EXERCISE OBJECTIVE ▸
Select and copy every line in the records below that contains the word "snow".

··· MATERIAL SUPPLIED

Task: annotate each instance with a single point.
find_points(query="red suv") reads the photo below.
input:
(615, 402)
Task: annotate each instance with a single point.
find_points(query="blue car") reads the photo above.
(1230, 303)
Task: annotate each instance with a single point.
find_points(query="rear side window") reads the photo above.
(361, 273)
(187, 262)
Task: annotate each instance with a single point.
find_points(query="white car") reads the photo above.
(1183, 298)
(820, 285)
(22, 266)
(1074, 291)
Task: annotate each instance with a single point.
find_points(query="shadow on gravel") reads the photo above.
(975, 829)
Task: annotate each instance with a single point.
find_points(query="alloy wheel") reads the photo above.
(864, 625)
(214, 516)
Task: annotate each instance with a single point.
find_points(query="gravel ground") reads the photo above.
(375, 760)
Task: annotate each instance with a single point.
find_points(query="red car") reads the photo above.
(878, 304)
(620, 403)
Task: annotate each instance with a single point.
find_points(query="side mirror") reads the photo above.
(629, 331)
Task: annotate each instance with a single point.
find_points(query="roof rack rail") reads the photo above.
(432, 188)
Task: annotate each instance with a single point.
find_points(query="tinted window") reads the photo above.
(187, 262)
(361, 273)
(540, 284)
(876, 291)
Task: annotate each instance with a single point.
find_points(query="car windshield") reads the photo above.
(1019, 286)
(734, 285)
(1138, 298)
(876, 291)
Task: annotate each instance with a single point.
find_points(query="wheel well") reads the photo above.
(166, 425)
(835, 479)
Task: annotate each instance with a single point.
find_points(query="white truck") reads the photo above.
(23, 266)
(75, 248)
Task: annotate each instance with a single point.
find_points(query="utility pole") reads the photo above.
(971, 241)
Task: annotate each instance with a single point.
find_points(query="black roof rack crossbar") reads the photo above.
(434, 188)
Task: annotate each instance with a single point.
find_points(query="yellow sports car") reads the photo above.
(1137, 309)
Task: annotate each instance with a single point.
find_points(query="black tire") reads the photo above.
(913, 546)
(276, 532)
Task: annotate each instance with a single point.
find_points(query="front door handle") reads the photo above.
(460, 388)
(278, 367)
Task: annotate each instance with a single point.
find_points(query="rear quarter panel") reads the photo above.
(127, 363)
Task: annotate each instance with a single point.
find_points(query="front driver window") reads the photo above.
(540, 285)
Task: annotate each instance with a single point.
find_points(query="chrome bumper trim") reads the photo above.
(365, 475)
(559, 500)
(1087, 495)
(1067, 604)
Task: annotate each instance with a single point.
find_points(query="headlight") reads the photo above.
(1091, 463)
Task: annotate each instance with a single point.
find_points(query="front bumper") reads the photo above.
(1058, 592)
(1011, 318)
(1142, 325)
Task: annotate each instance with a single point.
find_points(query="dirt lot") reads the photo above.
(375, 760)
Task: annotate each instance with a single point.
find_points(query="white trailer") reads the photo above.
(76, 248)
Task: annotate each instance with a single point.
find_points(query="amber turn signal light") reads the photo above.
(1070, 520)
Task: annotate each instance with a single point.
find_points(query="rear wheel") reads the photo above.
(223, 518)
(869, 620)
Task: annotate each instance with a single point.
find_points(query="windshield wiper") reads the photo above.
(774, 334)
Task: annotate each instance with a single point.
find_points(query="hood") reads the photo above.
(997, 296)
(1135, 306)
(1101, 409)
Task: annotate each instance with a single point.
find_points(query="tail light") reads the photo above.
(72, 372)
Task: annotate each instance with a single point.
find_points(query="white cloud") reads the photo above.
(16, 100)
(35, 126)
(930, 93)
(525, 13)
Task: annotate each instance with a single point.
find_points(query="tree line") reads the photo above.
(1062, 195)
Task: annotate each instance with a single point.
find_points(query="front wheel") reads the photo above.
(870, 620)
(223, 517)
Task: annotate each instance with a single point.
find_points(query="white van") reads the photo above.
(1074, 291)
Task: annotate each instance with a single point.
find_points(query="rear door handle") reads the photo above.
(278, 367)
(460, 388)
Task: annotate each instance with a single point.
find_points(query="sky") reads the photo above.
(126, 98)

······
··· MATERIAL SUPPLIED

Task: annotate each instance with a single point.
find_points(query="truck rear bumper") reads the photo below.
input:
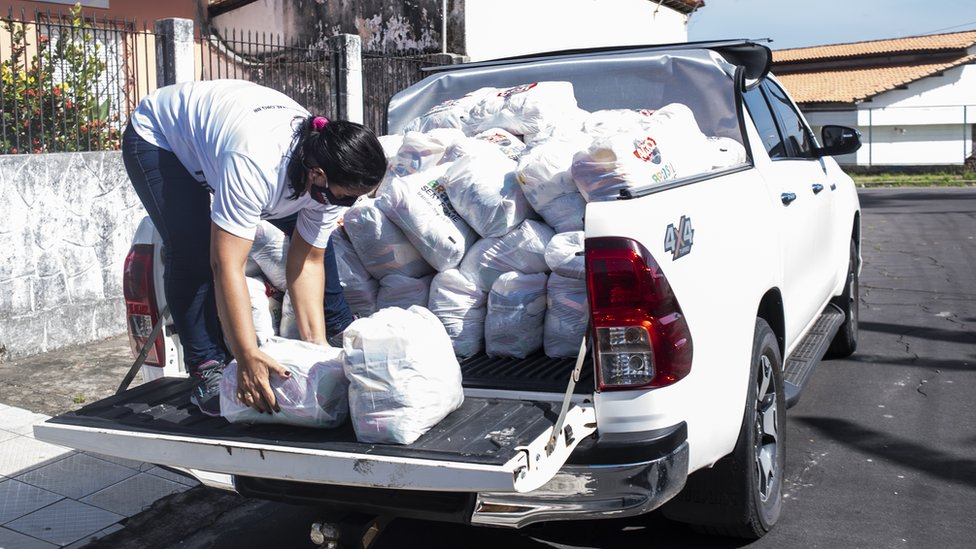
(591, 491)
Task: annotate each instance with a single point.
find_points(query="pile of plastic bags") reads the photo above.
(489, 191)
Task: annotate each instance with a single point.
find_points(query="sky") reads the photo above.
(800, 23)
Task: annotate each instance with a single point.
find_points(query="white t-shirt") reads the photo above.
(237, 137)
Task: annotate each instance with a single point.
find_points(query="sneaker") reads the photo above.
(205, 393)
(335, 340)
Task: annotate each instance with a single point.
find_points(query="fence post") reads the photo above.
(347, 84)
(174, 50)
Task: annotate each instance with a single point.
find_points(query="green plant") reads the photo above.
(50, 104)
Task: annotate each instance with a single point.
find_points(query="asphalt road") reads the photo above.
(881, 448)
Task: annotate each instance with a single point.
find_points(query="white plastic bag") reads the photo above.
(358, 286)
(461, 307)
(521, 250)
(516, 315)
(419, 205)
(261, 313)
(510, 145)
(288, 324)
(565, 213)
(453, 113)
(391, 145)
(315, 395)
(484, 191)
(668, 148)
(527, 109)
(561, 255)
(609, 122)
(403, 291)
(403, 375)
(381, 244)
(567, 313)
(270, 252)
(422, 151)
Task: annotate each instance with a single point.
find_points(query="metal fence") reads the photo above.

······
··· MATERIAL SUPPLIED

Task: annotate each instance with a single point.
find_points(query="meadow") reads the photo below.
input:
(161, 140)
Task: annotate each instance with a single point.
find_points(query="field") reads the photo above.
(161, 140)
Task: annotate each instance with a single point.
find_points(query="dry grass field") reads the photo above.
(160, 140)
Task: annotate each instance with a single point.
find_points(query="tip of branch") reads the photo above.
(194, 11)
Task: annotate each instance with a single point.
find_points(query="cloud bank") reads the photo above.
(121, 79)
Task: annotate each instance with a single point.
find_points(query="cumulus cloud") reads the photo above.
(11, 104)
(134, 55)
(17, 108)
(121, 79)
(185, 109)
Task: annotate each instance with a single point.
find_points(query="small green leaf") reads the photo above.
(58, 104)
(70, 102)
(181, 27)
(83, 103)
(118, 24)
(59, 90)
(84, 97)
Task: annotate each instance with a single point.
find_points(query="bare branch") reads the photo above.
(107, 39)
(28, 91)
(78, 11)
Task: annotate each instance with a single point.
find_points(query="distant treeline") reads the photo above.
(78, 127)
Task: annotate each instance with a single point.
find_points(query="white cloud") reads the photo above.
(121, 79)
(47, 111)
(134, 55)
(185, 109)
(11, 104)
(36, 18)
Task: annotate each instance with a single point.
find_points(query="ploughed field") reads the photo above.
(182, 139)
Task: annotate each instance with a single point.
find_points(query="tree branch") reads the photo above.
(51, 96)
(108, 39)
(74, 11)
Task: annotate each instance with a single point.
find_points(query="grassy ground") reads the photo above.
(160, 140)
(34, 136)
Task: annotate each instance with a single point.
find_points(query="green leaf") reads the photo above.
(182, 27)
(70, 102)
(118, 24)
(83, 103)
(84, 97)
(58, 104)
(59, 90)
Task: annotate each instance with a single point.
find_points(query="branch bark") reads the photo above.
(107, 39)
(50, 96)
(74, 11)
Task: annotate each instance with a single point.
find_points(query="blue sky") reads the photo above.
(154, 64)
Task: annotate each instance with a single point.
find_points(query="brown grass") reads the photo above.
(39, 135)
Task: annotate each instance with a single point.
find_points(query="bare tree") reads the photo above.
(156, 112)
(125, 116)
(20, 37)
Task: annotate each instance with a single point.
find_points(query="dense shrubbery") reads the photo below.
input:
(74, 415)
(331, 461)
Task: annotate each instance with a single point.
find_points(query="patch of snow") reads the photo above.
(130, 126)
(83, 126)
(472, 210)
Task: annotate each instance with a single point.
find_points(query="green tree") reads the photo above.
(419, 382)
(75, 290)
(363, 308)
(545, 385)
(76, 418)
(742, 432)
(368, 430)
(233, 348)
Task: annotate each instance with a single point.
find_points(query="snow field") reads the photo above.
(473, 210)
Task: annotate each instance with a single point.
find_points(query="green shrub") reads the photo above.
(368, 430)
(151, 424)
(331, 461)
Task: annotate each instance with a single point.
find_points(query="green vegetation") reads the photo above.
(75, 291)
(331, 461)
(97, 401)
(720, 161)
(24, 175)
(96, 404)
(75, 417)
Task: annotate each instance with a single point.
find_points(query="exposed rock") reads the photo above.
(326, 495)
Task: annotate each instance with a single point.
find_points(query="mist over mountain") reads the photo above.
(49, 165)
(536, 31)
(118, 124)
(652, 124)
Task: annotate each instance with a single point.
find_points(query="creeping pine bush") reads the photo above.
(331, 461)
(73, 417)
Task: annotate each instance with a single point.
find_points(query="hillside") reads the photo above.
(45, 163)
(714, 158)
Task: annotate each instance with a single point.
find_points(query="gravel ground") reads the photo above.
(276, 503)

······

THE SOLUTION ▸
find_points(query="patch of snow") reads the photo above.
find_points(query="snow field") reads the photo above.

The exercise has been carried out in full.